*Text excerpt:*
********************

- Year: 1991
- Related: Winterreise by Franz Schubert

Premiere
- Date: May 5, 1991
- Location: Weill Recital Hall
- Performers: Andrea Marcovicci and pianist (uncredited)

= December Songs =

Song cycle by Maury Yeston

December Songs (Note: Titled December Songs for voice and orchestra on the 2022 recording featuring Victoria Clark) is a song cycle for singer and pianist by musical theatre composer-lyricist Maury Yeston. The work is a "retelling" of Franz Schubert's Winterreise, (a song cycle of art songs), with a cabaret sensibility. The songs in both December Songs and Winterreise are linked as a sequence of reflections by the singer taking a lonely walk in winter, thinking back on his or her lost love.

The piece crosses over the line from classical music to Broadway to cabaret. Where the Schubert masterpiece features words by Wilhelm Müller portraying a jilted young man's wandering the snows of the Vienna woods and ultimately sinking into madness, the Yeston lyrics depict a contemporary young woman wandering a snowy Central Park in New York City and finding recovery and hope on her journey.

December Songs paints a vivid portrait of a worldly young woman, jilted and adrift in a wintry New York City, interpreting everything she encounters as a reflection of her broken heart through richly varied melodies and striking yet unforced poetic imagery.

It has been recorded six times in English, and once each in French, German, and Polish.

== Performances and recordings ==

=== Premiere ===
The work was written as a result of Yeston being commissioned to write a piece for the 1991 centennial celebration of New York's Carnegie Hall, where it was performed by cabaret singer Andrea Marcovicci and an uncredited pianist. It was performed at the Weill Recital Hall, which was packed with Broadway and nightclub luminaries, who gave it a thunderous ovation. The New York Times indicated the uniqueness of the score as Yeston's confident marriage of the classic and the contemporaneity that would likely lead to its enduring nature."
A recording of Marcovicci's performance was released the following year on January 1. The Chicago Tribune commented: "Though it`s true that Yeston is hardly the first composer to create an epic song cycle, no one has put one together quite the way he has. Neither the German romantics nor the French Impressionists nor the American modernists conceived a cycle in a pop idiom and with the emotional depth of the best musical theater. Yet that`s precisely what Yeston has created in ”December Songs,” which is graced by melodies that are Mozartean in their simplicity, harmonies that plainly underscore the drama and lyrics at once poetic and colloquial. Imagine a Rodgers and Hart musical for a cast of one-and with no dialogue, dancing or similar distractions-and you begin to see how ”December Songs” grips an audience. Like Franz Schubert`s far darker song cycle ”Die Winterreise” (”The Winter Journey”), to which Yeston`s piece loosely refers, ”December Songs” comprises soliloquies from a character who yearns for a lost love”

********************

*Challenge a:* According to the text about December Songs, in what venue did the 1991 premiere take place?

Source data:

********************

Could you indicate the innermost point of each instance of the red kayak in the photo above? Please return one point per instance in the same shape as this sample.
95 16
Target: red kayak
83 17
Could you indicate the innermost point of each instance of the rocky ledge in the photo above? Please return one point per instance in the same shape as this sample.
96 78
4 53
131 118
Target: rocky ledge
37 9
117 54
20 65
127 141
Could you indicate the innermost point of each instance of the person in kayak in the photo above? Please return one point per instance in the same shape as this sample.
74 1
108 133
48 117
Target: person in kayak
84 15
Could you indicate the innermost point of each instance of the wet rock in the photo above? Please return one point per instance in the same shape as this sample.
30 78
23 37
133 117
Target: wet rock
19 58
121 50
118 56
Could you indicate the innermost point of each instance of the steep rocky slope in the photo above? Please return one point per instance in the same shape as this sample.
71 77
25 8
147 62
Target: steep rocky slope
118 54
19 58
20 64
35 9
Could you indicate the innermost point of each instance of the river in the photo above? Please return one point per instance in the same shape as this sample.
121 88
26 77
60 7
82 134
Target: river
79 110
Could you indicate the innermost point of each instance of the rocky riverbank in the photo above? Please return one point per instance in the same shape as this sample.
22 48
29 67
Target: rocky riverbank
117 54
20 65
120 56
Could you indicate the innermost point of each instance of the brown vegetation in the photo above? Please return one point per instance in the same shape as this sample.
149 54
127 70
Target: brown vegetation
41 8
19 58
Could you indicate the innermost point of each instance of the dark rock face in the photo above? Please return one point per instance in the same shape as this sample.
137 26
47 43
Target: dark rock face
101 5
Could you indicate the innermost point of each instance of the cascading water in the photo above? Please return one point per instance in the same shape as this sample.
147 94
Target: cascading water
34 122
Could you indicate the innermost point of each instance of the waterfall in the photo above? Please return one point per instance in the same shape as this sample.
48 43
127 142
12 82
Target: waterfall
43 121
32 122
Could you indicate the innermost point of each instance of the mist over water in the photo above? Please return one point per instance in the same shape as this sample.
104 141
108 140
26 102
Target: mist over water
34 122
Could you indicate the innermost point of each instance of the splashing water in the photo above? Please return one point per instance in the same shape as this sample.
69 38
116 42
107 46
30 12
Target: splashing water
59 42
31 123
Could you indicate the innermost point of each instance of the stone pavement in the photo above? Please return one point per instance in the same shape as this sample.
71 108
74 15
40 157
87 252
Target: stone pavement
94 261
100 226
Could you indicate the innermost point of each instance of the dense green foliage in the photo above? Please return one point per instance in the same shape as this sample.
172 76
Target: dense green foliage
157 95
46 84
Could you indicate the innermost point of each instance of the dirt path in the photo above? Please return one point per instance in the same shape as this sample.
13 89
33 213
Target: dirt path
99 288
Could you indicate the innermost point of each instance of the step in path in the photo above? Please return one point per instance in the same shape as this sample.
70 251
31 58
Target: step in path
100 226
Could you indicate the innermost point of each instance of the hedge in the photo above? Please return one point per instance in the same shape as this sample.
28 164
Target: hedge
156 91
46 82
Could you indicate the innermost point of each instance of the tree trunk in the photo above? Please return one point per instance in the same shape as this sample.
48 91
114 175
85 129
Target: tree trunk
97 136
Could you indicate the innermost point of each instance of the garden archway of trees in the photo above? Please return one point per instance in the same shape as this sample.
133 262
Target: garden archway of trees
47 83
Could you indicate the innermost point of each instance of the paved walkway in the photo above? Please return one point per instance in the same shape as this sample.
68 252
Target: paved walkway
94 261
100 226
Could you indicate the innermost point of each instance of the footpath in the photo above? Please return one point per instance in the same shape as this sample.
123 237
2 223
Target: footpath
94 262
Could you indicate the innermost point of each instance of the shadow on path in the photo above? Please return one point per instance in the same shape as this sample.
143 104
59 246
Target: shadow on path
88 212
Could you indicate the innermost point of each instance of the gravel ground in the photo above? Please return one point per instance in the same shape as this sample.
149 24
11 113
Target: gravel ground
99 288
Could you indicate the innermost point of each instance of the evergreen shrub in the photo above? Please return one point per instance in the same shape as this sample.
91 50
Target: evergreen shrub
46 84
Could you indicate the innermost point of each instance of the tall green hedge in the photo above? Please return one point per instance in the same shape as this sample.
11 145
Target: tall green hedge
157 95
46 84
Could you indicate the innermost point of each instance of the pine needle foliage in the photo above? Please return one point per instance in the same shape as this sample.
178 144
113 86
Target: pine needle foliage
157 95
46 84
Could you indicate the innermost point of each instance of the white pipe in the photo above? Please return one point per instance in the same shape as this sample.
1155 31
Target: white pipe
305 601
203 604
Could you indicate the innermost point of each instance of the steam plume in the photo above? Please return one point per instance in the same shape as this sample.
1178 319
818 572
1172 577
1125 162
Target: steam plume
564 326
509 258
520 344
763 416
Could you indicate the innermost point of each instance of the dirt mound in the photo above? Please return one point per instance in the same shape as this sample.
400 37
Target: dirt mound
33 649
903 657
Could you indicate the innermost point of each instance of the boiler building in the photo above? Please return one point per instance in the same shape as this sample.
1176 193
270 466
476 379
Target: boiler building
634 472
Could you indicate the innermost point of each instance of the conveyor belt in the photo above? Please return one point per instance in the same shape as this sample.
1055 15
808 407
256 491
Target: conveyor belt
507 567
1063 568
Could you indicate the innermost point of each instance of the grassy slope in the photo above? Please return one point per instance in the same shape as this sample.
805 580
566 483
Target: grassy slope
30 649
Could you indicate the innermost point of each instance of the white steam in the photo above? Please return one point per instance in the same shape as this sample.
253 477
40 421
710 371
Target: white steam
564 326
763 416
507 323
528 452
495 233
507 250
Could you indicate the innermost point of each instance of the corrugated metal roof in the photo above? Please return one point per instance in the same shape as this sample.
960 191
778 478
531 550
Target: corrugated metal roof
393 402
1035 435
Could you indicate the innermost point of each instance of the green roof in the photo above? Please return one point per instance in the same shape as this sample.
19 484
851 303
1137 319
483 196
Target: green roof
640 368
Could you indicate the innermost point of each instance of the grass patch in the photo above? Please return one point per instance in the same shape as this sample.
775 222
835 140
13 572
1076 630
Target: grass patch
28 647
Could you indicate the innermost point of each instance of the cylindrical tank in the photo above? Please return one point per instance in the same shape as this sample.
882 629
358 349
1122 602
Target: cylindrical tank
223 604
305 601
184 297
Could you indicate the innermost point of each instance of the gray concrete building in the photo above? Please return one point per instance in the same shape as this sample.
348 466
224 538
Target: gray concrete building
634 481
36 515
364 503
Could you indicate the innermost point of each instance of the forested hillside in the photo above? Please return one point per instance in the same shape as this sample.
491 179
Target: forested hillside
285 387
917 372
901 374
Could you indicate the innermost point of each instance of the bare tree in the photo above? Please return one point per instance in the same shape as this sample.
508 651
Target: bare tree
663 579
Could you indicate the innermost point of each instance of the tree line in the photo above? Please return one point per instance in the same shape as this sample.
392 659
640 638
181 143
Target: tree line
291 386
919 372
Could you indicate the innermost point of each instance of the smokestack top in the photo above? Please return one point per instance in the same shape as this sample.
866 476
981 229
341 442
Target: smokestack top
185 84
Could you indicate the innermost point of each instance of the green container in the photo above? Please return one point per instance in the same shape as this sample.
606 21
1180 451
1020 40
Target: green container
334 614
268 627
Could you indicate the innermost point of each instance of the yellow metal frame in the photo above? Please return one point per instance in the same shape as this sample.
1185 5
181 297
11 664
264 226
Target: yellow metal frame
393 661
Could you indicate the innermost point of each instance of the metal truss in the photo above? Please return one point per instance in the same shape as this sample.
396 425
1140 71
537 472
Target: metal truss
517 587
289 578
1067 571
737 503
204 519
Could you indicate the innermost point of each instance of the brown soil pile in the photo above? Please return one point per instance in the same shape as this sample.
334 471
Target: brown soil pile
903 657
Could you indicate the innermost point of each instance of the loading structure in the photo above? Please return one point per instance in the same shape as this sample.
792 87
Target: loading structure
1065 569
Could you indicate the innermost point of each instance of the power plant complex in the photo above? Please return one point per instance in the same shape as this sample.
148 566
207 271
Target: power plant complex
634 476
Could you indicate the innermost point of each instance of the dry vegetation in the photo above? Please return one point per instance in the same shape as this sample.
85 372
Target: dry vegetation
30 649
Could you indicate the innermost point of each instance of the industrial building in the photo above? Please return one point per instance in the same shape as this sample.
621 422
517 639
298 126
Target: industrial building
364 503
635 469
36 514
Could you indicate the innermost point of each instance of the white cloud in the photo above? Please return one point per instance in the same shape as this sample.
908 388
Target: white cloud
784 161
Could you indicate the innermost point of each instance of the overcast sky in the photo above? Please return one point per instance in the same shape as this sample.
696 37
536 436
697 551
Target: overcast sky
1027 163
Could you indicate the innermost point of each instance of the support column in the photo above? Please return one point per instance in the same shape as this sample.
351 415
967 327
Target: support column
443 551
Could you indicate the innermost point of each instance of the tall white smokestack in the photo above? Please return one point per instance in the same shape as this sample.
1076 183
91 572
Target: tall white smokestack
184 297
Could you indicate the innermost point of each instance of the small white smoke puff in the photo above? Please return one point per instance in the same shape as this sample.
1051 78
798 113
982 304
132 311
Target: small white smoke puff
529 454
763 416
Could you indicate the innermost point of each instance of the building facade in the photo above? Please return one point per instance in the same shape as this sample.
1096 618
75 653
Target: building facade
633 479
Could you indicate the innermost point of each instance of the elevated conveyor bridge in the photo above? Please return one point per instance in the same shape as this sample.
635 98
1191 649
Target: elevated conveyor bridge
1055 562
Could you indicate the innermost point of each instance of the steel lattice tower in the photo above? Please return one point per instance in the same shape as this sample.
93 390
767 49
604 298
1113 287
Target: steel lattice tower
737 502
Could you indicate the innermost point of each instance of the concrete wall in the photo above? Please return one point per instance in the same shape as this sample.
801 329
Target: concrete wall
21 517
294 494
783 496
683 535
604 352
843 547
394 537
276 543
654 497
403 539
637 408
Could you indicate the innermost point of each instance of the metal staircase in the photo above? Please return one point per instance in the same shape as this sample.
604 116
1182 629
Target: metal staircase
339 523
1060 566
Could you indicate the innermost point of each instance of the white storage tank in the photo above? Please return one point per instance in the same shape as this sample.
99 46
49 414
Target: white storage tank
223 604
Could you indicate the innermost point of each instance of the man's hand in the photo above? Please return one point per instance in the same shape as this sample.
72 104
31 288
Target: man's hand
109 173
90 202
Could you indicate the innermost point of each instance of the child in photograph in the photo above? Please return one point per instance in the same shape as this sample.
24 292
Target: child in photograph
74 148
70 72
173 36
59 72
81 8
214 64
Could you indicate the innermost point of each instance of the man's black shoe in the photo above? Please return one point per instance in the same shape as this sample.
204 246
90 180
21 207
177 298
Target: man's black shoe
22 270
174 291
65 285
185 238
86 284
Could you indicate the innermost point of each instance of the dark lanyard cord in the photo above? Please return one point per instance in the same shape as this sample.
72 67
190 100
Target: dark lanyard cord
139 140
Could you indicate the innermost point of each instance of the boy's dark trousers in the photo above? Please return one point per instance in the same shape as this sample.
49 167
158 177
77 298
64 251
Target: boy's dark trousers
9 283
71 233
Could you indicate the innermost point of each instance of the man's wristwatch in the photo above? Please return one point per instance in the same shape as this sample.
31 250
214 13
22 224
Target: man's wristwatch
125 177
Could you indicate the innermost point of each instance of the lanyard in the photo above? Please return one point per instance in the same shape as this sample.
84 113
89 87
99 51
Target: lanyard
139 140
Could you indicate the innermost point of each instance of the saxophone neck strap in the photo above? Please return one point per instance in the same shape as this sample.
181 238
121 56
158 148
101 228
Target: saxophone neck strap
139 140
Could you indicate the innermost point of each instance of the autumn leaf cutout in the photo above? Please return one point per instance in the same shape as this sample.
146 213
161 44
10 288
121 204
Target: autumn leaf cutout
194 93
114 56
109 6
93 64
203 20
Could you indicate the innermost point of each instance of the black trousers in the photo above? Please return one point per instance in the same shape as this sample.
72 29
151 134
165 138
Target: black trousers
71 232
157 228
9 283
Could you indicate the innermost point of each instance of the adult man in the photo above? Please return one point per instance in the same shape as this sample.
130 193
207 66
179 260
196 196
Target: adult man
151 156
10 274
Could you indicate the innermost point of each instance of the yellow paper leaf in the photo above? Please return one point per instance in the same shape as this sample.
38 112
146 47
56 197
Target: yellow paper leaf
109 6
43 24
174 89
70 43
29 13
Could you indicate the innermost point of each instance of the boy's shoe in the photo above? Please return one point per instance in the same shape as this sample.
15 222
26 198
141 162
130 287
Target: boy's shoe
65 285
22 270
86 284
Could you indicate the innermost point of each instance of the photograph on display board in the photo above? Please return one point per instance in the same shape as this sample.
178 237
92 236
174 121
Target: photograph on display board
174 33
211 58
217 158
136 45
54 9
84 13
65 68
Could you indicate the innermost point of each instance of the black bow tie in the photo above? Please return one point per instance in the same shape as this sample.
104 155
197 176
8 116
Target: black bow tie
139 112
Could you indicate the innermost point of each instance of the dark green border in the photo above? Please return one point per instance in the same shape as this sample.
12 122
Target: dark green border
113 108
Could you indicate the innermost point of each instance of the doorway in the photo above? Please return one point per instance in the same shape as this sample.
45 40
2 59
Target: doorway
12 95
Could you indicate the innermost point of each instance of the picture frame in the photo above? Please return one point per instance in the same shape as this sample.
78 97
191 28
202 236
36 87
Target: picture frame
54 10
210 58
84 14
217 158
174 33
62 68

********************

*Challenge b:* Show every row above that contains the string "trousers". Case counts.

*Exercise answer a:* Weill Recital Hall.

*Exercise answer b:*
Could you indicate the innermost point of each instance of the boy's dark trousers in the photo above? Please return one point per instance in the same shape as this sample.
Target: boy's dark trousers
Could you indicate the innermost point of each instance of the black trousers in the photo above? Please return one point per instance in the same shape as this sample.
Target: black trousers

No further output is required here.